TAREAS PROPUESTAS:
**1.** Reproduce el fragmento del texto sobre Borges y Bioy desde "La desopilante fauna" hasta "de la realidad." y renombra "Borges y Bioy" como "ambos autores".
**2.** Según el texto sobre Borges y Bioy, ¿en qué revista publicaron a mediados de 1956 la nota sobre la importancia del argumento en la cinematografía?

TEXTO FUENTE:
---*---

A mediados de 1956, en una nota que trataba sobre la importancia del argumento en la cinematografía, escrita para la revista Lyra, Jorge Luis Borges y Adolfo Bioy Casares abordaron con irónica lucidez las destructivas aventuras de las vanguardias literarias y artísticas y no dudaron en satirizar y descalificar sus altaneras prohibiciones:
“Para el estúpido siglo XX, o para algunos estrepitosos hombres de letras del siglo XX, hay una cosa despreciable y trivial que debe proscribirse del arte. Esa cosa es la anécdota. Quienes la proscriben y la aborrecen lo hacen movidos por el hartazgo de cierta clase de episodios sentimentales, gratos, digamos, a Carriego, que dio aquel mal paso, al azucarado Coppée o a Campoamor, que circula en su tren expreso. Ciertamente, el hartazgo no era incomprensible, y un proceso análogo había ocurrido en el campo de la pintura. Tras de expulsar a las madres y a los mendigos, el pintor pasó a los botellones y a las manzanas, después a las pipas y a los recortes, luego a los rombos y, finalmente, se redujo a la raya y al redondel. Aplicada a la literatura, esta conducta no sería menos destructiva. Bien está la palabra anécdota para exorcizar a François Coppée o al doctor Regules; lo grave es que también son anécdotas ‘La Ilíada’ y ‘Las mil y una noches’ , ‘Hamlet’ y ‘La divina comedia’. ¿Cómo desentrañar lo anecdótico de lo narrativo? ¿Cómo admitir una proscripción que aboliría la epopeya, la novela y el teatro?”
En 1963, siete años después de publicada la nota de Lyra, cuando las dislocaciones del dadaísmo, el ultraísmo, el abstraccionismo y el noveau roman ya se habían tornado epidémicas, Borges y Bioy redactaron las Crónicas de Bustos Domecq, una obra donde el imaginario autor de relatos detectivescos (Seis problemas para Isidro Parodi) se trasmuta en el destacado crítico de arte y literatura que puso en marcha “un registro audazmente enciclopédico, donde toda nota moderna halla su vibración”.
La desopilante fauna de personajes imaginarios, escritores, pintores, arquitectos y poetas ebrios de modernidad y divorciados del sentido común, tenía en ese momento un talante paródico que apelaba al humorismo del lector, pero en lo que al arte respecta, la vaciedad del conceptualismo instalado en las grandes ferias y bienales ha terminado por convertir las anticipaciones de Borges y Bioy en un tímido espejo de la realidad.

---*---

DATOS MOSTRADOS:
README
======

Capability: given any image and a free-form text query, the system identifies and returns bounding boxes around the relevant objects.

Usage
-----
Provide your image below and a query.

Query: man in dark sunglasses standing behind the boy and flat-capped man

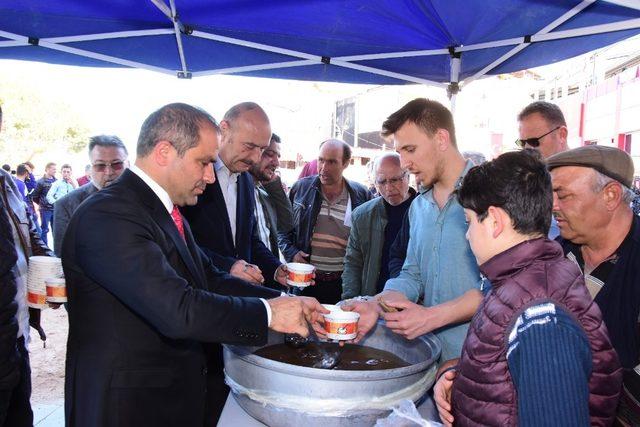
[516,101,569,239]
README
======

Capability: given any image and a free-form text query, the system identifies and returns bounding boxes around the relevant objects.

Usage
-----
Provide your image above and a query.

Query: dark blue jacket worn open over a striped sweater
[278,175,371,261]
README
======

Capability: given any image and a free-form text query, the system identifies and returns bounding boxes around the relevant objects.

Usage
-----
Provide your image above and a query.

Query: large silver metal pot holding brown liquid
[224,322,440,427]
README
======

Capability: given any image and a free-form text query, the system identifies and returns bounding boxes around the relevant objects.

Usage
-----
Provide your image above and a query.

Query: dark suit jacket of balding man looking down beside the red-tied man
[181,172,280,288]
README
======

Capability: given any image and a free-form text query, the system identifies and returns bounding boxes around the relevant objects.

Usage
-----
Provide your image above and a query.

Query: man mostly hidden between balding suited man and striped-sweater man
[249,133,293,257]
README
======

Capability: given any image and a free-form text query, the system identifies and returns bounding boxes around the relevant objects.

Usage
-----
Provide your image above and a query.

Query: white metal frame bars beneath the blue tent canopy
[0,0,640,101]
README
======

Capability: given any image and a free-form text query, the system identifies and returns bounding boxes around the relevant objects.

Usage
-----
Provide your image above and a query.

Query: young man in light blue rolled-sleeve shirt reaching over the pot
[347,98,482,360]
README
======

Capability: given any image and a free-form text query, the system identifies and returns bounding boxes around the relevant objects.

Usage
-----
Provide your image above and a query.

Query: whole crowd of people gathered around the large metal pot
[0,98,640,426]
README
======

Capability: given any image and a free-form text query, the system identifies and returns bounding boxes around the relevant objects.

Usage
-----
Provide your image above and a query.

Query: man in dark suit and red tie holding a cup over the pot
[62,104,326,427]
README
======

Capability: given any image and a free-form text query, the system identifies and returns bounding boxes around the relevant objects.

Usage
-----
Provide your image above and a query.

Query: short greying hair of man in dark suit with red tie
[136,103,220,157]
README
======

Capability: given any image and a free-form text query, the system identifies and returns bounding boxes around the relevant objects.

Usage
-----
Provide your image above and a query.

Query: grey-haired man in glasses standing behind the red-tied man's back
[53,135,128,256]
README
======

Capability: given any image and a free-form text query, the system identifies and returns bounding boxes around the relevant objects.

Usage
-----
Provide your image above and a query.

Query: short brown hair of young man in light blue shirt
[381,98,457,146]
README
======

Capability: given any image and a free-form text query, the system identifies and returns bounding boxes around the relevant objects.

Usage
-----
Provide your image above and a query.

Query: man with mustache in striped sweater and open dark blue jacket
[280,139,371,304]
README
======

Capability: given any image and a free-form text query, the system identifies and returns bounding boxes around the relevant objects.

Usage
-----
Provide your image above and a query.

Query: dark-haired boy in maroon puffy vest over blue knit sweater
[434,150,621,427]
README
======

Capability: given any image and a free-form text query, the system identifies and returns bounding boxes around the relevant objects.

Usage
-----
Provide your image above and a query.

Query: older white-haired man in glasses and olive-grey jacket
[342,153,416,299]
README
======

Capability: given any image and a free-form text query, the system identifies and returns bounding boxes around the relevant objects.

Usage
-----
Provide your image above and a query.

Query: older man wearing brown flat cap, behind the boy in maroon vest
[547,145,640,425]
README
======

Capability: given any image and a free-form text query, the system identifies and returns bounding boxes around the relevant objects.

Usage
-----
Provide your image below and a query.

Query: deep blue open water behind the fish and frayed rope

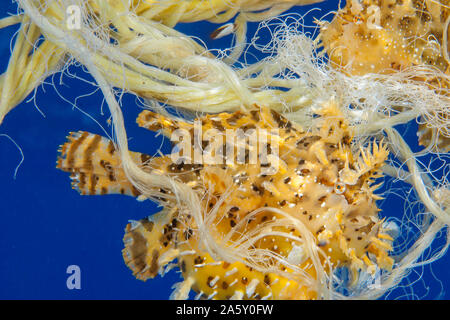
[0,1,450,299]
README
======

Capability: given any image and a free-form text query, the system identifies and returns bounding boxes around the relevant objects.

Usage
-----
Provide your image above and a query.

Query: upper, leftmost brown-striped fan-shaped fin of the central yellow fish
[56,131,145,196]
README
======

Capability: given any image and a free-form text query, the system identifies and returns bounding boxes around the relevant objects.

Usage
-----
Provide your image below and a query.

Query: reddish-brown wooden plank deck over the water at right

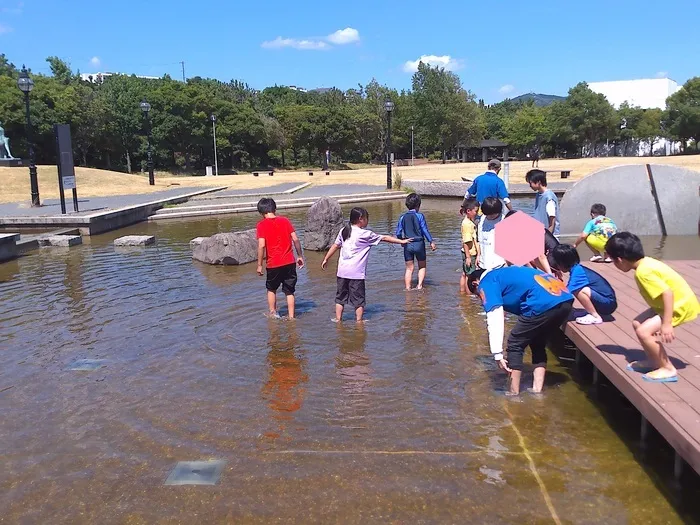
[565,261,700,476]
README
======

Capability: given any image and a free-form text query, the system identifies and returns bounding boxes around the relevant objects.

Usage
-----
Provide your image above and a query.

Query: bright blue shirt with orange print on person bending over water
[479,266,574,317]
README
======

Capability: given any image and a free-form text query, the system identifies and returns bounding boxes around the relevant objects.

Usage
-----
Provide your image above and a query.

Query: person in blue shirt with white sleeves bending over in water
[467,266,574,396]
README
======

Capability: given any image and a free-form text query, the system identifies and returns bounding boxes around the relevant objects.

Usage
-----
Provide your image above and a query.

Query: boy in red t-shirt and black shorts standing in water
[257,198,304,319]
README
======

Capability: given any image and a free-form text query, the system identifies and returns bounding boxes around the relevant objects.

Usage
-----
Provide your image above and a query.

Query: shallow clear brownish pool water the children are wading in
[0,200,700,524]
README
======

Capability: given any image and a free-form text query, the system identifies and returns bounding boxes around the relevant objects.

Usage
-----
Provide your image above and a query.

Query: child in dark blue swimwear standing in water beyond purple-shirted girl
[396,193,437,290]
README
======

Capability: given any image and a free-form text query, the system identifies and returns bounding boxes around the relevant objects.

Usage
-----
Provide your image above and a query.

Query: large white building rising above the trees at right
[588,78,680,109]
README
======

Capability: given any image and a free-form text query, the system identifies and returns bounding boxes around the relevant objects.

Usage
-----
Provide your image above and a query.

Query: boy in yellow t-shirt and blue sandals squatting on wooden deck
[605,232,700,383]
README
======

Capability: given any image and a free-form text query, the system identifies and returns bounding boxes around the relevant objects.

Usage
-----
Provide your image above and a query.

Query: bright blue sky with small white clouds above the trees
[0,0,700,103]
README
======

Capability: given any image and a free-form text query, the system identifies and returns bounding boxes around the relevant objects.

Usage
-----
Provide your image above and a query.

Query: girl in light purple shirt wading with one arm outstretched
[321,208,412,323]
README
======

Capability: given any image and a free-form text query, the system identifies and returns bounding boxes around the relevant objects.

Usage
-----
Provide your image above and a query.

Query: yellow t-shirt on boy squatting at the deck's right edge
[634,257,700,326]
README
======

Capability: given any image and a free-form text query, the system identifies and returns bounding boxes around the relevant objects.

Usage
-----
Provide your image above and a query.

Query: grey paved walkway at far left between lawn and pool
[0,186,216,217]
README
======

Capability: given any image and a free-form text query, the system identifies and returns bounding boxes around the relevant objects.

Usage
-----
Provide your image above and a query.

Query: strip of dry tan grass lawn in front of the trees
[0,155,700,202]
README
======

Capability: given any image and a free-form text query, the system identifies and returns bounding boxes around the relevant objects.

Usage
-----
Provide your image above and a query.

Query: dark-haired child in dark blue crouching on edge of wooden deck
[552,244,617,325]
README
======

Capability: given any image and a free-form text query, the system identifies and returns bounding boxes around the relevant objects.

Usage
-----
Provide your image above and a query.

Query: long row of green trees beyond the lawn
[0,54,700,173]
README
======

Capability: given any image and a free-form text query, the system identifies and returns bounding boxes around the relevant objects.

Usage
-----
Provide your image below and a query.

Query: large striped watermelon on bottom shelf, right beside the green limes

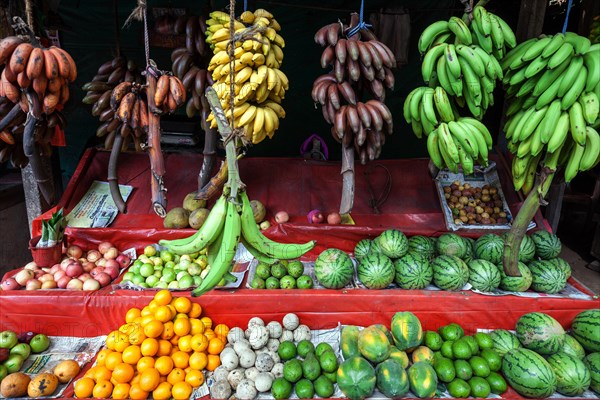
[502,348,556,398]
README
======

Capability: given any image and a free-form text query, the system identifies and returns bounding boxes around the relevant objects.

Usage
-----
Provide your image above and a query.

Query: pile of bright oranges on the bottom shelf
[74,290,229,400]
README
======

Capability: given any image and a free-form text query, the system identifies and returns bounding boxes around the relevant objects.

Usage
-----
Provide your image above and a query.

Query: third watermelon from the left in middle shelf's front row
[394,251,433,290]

---*---

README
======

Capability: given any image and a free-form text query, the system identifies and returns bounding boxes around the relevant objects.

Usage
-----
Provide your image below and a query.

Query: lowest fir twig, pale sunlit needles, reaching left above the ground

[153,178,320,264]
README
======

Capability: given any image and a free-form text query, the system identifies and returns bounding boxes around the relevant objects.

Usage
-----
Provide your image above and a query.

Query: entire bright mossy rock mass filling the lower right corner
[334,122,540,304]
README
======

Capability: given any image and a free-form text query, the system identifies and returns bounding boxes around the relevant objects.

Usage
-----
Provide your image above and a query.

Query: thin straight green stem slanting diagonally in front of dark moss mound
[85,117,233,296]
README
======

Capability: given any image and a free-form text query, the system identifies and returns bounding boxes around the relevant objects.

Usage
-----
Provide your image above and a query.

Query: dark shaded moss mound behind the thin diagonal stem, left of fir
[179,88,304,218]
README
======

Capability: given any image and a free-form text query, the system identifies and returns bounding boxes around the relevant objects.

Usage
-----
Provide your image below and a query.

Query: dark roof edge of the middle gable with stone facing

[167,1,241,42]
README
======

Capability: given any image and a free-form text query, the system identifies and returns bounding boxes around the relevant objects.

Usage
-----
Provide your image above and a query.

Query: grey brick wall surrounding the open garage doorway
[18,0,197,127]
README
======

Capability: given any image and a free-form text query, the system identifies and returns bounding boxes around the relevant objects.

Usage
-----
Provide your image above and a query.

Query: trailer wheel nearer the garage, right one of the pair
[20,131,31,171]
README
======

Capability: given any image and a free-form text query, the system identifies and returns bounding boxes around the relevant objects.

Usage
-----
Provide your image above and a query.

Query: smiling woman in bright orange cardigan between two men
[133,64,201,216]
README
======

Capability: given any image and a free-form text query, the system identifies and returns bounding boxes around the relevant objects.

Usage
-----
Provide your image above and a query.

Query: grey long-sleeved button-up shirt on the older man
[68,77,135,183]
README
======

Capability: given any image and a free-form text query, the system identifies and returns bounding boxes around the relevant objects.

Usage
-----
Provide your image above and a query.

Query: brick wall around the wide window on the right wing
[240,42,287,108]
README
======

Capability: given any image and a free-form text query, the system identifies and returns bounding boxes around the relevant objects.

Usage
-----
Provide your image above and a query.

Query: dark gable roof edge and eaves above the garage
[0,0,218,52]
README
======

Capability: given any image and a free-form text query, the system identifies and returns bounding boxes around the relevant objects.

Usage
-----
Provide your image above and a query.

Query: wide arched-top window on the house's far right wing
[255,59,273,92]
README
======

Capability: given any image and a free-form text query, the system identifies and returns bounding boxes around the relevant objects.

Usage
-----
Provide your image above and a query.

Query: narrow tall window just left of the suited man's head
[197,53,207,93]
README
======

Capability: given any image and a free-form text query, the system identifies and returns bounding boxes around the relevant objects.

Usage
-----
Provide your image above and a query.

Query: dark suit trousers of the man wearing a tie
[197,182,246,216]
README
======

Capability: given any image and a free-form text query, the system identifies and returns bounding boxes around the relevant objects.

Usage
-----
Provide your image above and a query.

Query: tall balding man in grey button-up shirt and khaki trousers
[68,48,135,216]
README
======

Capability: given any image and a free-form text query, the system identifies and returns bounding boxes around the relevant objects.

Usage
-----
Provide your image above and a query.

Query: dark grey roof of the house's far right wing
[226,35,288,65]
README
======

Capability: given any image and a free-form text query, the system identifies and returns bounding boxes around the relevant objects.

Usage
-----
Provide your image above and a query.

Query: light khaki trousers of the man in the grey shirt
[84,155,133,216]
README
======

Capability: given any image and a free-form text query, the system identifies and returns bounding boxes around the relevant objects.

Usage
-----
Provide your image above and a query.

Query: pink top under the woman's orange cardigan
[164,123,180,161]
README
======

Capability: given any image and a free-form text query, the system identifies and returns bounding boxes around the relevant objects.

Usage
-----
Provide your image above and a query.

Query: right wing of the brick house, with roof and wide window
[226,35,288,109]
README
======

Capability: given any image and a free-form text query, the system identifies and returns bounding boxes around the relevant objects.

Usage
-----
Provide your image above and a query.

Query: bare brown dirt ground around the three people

---*---

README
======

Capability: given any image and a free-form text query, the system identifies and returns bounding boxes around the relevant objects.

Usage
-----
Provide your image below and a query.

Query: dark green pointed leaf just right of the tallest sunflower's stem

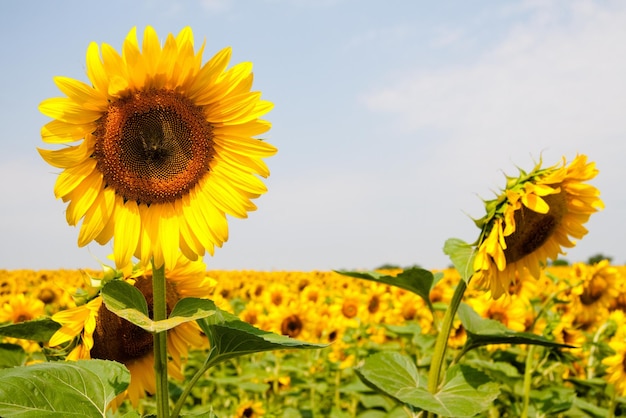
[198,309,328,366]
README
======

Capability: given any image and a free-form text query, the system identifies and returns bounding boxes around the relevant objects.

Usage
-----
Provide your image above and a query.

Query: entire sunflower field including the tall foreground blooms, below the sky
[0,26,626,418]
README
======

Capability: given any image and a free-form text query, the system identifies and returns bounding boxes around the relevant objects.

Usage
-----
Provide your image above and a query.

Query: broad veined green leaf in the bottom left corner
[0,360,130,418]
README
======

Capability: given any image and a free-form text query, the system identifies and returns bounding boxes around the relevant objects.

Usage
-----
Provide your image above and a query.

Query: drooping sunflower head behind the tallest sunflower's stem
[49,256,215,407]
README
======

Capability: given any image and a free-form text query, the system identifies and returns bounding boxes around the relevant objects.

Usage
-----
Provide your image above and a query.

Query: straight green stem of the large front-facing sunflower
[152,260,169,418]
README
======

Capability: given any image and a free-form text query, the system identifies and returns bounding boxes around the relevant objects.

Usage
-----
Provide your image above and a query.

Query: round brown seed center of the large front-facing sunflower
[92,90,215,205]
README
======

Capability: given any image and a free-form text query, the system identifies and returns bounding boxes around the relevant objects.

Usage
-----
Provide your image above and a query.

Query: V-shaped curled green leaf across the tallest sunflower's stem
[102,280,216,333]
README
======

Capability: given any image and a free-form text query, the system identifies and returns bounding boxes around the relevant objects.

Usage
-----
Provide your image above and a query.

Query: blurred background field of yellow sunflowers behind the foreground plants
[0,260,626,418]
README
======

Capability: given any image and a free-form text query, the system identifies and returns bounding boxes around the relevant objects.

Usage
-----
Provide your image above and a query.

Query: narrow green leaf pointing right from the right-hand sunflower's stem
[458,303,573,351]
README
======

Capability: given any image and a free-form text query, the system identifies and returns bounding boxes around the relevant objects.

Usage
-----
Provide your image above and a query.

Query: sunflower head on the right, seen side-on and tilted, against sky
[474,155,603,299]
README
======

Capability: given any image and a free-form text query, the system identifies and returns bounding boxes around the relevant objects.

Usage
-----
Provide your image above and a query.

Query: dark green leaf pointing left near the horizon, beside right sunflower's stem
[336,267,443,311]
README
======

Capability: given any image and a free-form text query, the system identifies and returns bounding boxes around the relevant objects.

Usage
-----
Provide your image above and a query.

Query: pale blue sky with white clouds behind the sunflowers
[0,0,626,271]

---*---

RESULTADOS OBTENIDOS:
**1.**
La desopilante fauna de personajes imaginarios, escritores, pintores, arquitectos y poetas ebrios de modernidad y divorciados del sentido común, tenía en ese momento un talante paródico que apelaba al humorismo del lector, pero en lo que al arte respecta, la vaciedad del conceptualismo instalado en las grandes ferias y bienales ha terminado por convertir las anticipaciones de ambos autores en un tímido espejo de la realidad.

**2.** En la revista Lyra.